**EXTRAIT CHOISI:**
+===+
CAndar/Pech-Maurin 1907Mutins
1907, LA GLOIRE DES MUTINS, DU MYTHE A L’HISTOIRE
par Gilles Candar

a/s de Rémy Pech et Jules Maurin, 1907. Les mutins de la République, Toulouse Privat 2007 336 p 19 €


Le Midi a commencé la célébration des événements si fameux du printemps 1907 : la révolte vigneronne, avec ses manifestations, ses émeutes, ses drames (six morts à Narbonne les 19 et 20 juin) et, à l’acmé de cette crise, la mutinerie du 17e régiment de ligne (20 et 21 juin), avant que le gouvernement Clemenceau ne parvienne à apaiser la situation, maintenant l’ordre et
acceptant certaines revendications.


Rémy Pech et Jules Maurin, deux historiens majeurs de la société méridionale et de la République, deux anciens présidents d’université aussi, mais également co-auteurs d’un film documentaire (FR3), Lo darnier crostet sur ce sujet en 1982, se sont retrouvés et associés pour publier un livre passionnant et original. Il ne s’agit pas d’un nouveau récit des événements, mais pour l’essentiel de la transcription et du commentaire de documents originaux : les souvenirs écrits peu ou longtemps après par plusieurs soldats, ainsi que les chansons et poèmes issus de ce moment de révolte vite devenu légendaire.
+===+
**OBJECTIFS:**
(1) D'après l'extrait sur 1907, quel régiment s'est mutiné les 20 et 21 juin ?
(2) Recopiez tel quel, dans l'extrait sur 1907, tout le passage qui va de « Rémy Pech et Jules Maurin, deux » jusqu'à « vite devenu légendaire. ».
Vous pouvez vous passer des entrées.

**DONNÉES FOURNIES:**
+===+
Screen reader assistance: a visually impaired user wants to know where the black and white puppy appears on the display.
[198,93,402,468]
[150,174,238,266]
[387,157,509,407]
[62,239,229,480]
+===+
**RÉPONSES PAR CONSIGNE:**
(1) Le 17e régiment de ligne.

(2)
Rémy Pech et Jules Maurin, deux historiens majeurs de la société méridionale et de la République, deux anciens présidents d’université aussi, mais également co-auteurs d’un film documentaire (FR3), Lo darnier crostet sur ce sujet en 1982, se sont retrouvés et associés pour publier un livre passionnant et original. Il ne s’agit pas d’un nouveau récit des événements, mais pour l’essentiel de la transcription et du commentaire de documents originaux : les souvenirs écrits peu ou longtemps après par plusieurs soldats, ainsi que les chansons et poèmes issus de ce moment de révolte vite devenu légendaire.